▸ Exercise objective:
In the data, find each line where the word "suit" appears and list that line.

▸ Records for the exercise:
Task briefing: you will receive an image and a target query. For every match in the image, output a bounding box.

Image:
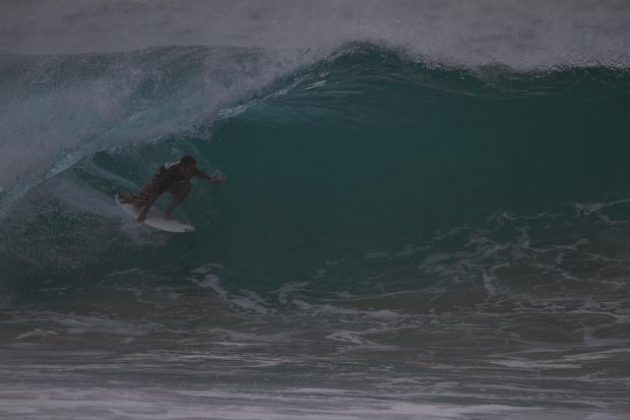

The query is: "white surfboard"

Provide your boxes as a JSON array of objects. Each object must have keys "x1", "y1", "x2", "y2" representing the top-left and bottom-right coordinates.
[{"x1": 115, "y1": 195, "x2": 195, "y2": 233}]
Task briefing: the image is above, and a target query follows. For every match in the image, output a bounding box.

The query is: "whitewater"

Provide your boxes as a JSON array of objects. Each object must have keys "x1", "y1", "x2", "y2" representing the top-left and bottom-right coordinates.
[{"x1": 1, "y1": 1, "x2": 630, "y2": 419}]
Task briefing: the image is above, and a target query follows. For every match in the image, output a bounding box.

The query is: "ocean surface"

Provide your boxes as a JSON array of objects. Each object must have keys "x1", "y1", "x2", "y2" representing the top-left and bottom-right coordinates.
[{"x1": 1, "y1": 1, "x2": 630, "y2": 419}]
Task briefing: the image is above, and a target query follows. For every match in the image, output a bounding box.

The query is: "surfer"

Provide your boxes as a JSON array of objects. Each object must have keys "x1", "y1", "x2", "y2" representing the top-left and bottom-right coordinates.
[{"x1": 121, "y1": 156, "x2": 226, "y2": 222}]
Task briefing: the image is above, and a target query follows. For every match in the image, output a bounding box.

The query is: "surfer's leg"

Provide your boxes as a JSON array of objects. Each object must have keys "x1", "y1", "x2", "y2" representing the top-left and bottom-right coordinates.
[
  {"x1": 135, "y1": 180, "x2": 162, "y2": 209},
  {"x1": 164, "y1": 181, "x2": 191, "y2": 219}
]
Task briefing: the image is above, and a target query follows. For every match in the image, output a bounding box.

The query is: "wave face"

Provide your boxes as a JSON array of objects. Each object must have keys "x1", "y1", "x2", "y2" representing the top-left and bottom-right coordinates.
[
  {"x1": 3, "y1": 44, "x2": 630, "y2": 295},
  {"x1": 2, "y1": 25, "x2": 630, "y2": 420}
]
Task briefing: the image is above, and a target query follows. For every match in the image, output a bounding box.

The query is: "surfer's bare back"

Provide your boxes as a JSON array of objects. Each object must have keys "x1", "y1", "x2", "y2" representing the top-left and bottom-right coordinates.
[{"x1": 121, "y1": 156, "x2": 226, "y2": 222}]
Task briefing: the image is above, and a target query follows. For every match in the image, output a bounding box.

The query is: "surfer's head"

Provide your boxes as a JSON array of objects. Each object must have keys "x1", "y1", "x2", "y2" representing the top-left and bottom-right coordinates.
[{"x1": 178, "y1": 156, "x2": 197, "y2": 176}]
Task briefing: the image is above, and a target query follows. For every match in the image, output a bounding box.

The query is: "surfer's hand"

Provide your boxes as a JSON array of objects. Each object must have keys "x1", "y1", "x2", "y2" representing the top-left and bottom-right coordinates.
[{"x1": 211, "y1": 176, "x2": 226, "y2": 185}]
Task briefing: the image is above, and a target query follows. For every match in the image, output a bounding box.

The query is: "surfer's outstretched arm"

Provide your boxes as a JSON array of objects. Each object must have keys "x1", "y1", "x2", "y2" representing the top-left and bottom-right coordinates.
[{"x1": 195, "y1": 169, "x2": 226, "y2": 185}]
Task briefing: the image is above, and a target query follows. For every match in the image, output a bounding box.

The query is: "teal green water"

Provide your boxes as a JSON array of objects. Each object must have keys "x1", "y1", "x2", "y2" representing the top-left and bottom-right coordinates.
[
  {"x1": 1, "y1": 45, "x2": 630, "y2": 418},
  {"x1": 3, "y1": 45, "x2": 630, "y2": 293}
]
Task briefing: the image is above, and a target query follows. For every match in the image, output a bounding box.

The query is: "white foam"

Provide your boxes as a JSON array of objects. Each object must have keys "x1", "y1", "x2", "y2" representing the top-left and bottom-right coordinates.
[
  {"x1": 105, "y1": 268, "x2": 141, "y2": 278},
  {"x1": 364, "y1": 251, "x2": 390, "y2": 260},
  {"x1": 232, "y1": 290, "x2": 273, "y2": 315},
  {"x1": 34, "y1": 313, "x2": 148, "y2": 336},
  {"x1": 482, "y1": 271, "x2": 497, "y2": 297},
  {"x1": 573, "y1": 199, "x2": 630, "y2": 225},
  {"x1": 562, "y1": 347, "x2": 630, "y2": 362},
  {"x1": 326, "y1": 330, "x2": 372, "y2": 345},
  {"x1": 490, "y1": 359, "x2": 580, "y2": 369},
  {"x1": 0, "y1": 384, "x2": 536, "y2": 420},
  {"x1": 207, "y1": 327, "x2": 288, "y2": 346},
  {"x1": 275, "y1": 281, "x2": 310, "y2": 304},
  {"x1": 190, "y1": 263, "x2": 224, "y2": 275},
  {"x1": 197, "y1": 274, "x2": 226, "y2": 297},
  {"x1": 299, "y1": 302, "x2": 403, "y2": 321},
  {"x1": 14, "y1": 329, "x2": 58, "y2": 340},
  {"x1": 198, "y1": 274, "x2": 272, "y2": 314}
]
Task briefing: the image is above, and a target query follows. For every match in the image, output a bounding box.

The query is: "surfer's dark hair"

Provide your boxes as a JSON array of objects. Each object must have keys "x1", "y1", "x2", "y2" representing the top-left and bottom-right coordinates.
[{"x1": 180, "y1": 156, "x2": 197, "y2": 166}]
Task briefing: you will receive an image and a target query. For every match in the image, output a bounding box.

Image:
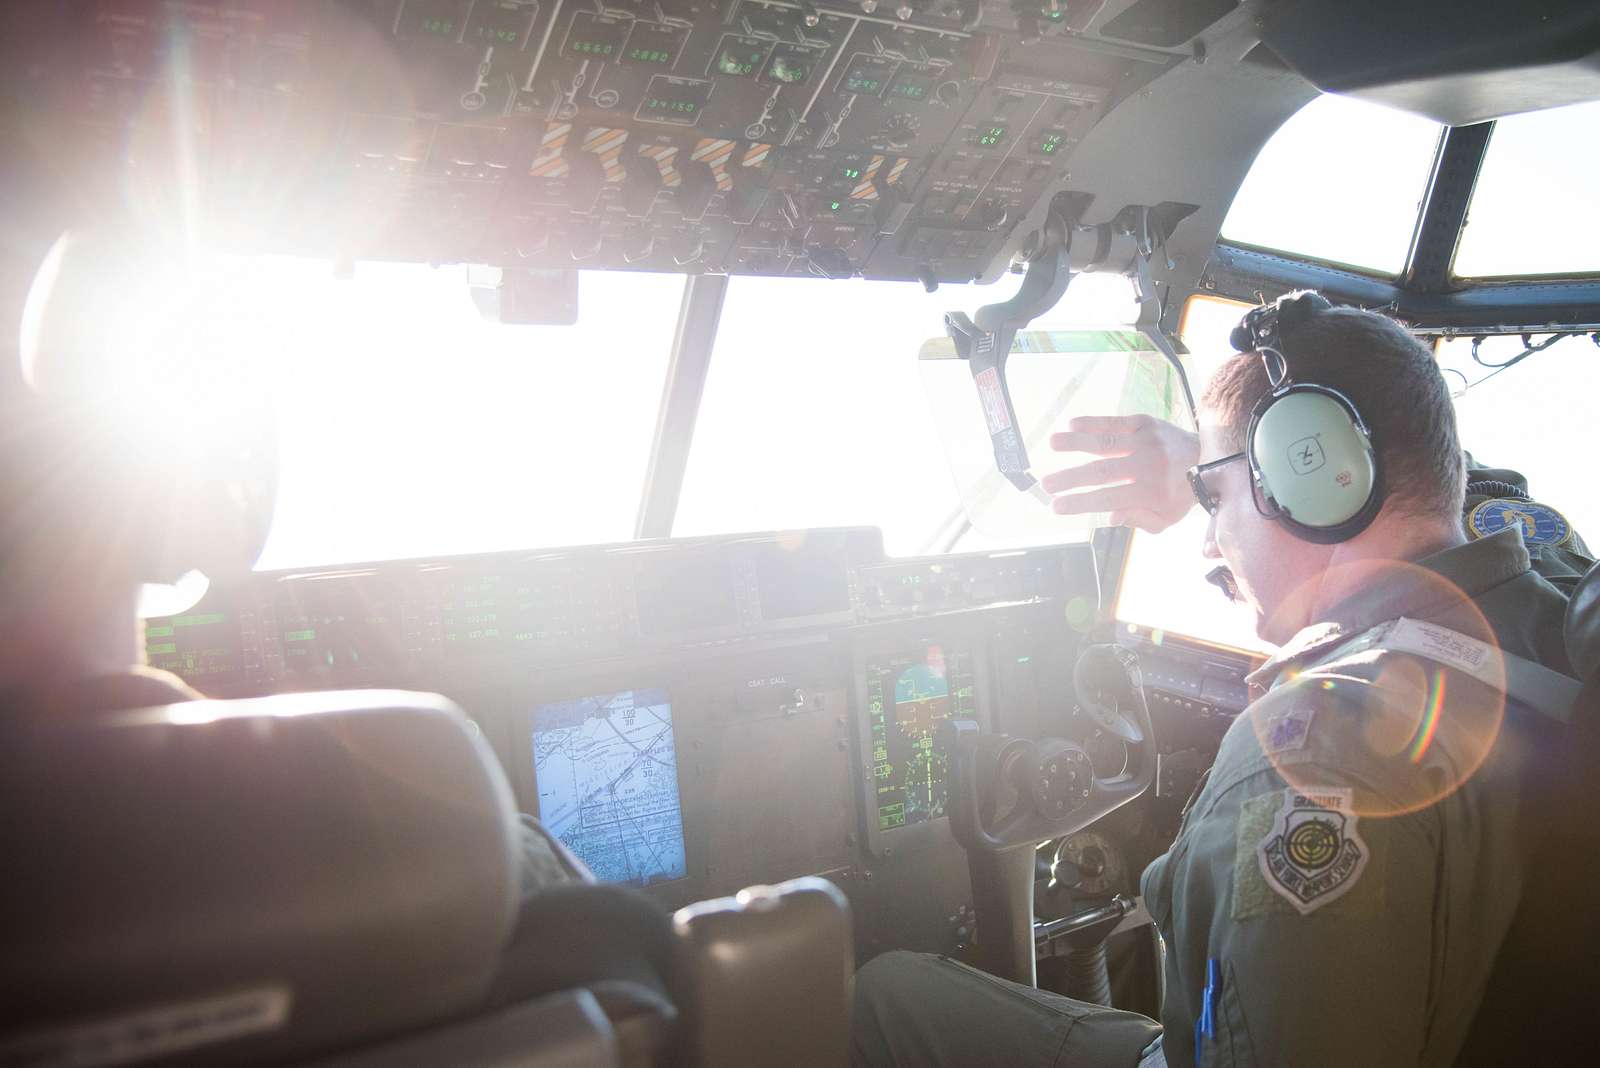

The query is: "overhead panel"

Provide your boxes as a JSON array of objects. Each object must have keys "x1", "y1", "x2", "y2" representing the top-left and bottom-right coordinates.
[{"x1": 6, "y1": 0, "x2": 1202, "y2": 283}]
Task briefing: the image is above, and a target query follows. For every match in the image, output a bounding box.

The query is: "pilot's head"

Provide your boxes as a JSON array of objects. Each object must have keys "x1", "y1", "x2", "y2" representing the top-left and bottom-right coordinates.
[
  {"x1": 2, "y1": 229, "x2": 275, "y2": 682},
  {"x1": 1196, "y1": 293, "x2": 1466, "y2": 644}
]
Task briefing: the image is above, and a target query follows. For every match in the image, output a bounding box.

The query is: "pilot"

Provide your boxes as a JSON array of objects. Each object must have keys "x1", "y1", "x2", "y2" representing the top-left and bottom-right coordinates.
[
  {"x1": 852, "y1": 292, "x2": 1582, "y2": 1067},
  {"x1": 1, "y1": 228, "x2": 595, "y2": 976}
]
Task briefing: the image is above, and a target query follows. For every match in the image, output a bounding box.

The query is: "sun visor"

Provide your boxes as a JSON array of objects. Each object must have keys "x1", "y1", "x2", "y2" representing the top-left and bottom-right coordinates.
[
  {"x1": 1259, "y1": 0, "x2": 1600, "y2": 126},
  {"x1": 919, "y1": 328, "x2": 1195, "y2": 546}
]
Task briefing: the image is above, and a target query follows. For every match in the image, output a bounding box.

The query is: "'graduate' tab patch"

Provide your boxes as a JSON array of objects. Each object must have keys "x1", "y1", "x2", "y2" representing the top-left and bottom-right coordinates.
[{"x1": 1256, "y1": 787, "x2": 1368, "y2": 915}]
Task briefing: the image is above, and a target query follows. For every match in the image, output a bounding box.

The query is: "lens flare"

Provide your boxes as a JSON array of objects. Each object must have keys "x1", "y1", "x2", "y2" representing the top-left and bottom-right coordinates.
[
  {"x1": 1248, "y1": 558, "x2": 1508, "y2": 818},
  {"x1": 1407, "y1": 668, "x2": 1447, "y2": 764}
]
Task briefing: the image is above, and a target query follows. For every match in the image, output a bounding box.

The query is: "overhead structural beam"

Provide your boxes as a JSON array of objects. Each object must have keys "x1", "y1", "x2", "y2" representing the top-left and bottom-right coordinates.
[
  {"x1": 1402, "y1": 121, "x2": 1494, "y2": 293},
  {"x1": 1201, "y1": 244, "x2": 1600, "y2": 333},
  {"x1": 634, "y1": 273, "x2": 729, "y2": 541}
]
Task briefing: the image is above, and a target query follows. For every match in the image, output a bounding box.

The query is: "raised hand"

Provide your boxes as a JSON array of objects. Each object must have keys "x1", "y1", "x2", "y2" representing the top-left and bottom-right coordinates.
[{"x1": 1042, "y1": 414, "x2": 1200, "y2": 533}]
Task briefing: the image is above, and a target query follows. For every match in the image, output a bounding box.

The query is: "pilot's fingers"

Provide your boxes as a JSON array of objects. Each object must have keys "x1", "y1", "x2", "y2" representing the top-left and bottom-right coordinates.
[
  {"x1": 1049, "y1": 414, "x2": 1155, "y2": 455},
  {"x1": 1039, "y1": 454, "x2": 1146, "y2": 494},
  {"x1": 1109, "y1": 508, "x2": 1178, "y2": 534},
  {"x1": 1050, "y1": 484, "x2": 1142, "y2": 515}
]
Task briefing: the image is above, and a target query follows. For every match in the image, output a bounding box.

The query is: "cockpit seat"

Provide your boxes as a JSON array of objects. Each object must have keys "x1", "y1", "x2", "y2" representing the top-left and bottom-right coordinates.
[
  {"x1": 0, "y1": 691, "x2": 530, "y2": 1065},
  {"x1": 1564, "y1": 559, "x2": 1600, "y2": 677},
  {"x1": 0, "y1": 691, "x2": 854, "y2": 1067},
  {"x1": 1459, "y1": 561, "x2": 1600, "y2": 1065}
]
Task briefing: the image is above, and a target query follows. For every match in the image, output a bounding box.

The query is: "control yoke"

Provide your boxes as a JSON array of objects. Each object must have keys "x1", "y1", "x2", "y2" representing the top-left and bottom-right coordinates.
[
  {"x1": 938, "y1": 644, "x2": 1156, "y2": 986},
  {"x1": 943, "y1": 645, "x2": 1154, "y2": 853}
]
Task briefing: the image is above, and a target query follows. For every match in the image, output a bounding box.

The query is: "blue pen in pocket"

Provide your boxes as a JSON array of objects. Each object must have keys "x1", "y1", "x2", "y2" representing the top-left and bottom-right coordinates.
[{"x1": 1194, "y1": 958, "x2": 1221, "y2": 1066}]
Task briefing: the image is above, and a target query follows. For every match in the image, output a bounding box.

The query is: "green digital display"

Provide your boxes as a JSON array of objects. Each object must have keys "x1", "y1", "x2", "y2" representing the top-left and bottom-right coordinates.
[
  {"x1": 1035, "y1": 130, "x2": 1066, "y2": 155},
  {"x1": 761, "y1": 42, "x2": 823, "y2": 86},
  {"x1": 637, "y1": 76, "x2": 713, "y2": 125},
  {"x1": 887, "y1": 73, "x2": 935, "y2": 101},
  {"x1": 467, "y1": 2, "x2": 531, "y2": 46},
  {"x1": 841, "y1": 166, "x2": 863, "y2": 180},
  {"x1": 977, "y1": 125, "x2": 1008, "y2": 148},
  {"x1": 564, "y1": 13, "x2": 627, "y2": 59},
  {"x1": 840, "y1": 54, "x2": 896, "y2": 97},
  {"x1": 829, "y1": 199, "x2": 843, "y2": 212},
  {"x1": 420, "y1": 17, "x2": 456, "y2": 37},
  {"x1": 623, "y1": 21, "x2": 685, "y2": 68},
  {"x1": 714, "y1": 35, "x2": 769, "y2": 77}
]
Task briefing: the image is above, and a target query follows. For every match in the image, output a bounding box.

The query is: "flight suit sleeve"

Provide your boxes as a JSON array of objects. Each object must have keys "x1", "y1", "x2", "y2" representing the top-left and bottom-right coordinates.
[{"x1": 1151, "y1": 681, "x2": 1445, "y2": 1068}]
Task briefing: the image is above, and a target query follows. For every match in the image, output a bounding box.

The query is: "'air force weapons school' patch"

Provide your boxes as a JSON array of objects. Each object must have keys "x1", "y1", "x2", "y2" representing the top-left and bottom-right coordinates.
[{"x1": 1256, "y1": 788, "x2": 1368, "y2": 915}]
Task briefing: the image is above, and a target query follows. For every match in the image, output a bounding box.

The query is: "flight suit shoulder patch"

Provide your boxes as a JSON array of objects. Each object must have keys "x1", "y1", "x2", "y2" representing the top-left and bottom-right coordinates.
[
  {"x1": 1259, "y1": 705, "x2": 1316, "y2": 755},
  {"x1": 1232, "y1": 787, "x2": 1381, "y2": 920}
]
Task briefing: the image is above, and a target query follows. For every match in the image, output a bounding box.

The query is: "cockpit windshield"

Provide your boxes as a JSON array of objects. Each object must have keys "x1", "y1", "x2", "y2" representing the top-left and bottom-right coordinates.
[{"x1": 69, "y1": 256, "x2": 689, "y2": 571}]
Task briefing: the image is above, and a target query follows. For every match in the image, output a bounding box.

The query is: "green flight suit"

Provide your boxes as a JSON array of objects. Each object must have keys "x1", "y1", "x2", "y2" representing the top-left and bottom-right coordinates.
[{"x1": 852, "y1": 528, "x2": 1573, "y2": 1068}]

▸ Output below:
The query is: "flight suit sleeve"
The query is: "flight suit shoulder patch"
The query is: "green flight suit"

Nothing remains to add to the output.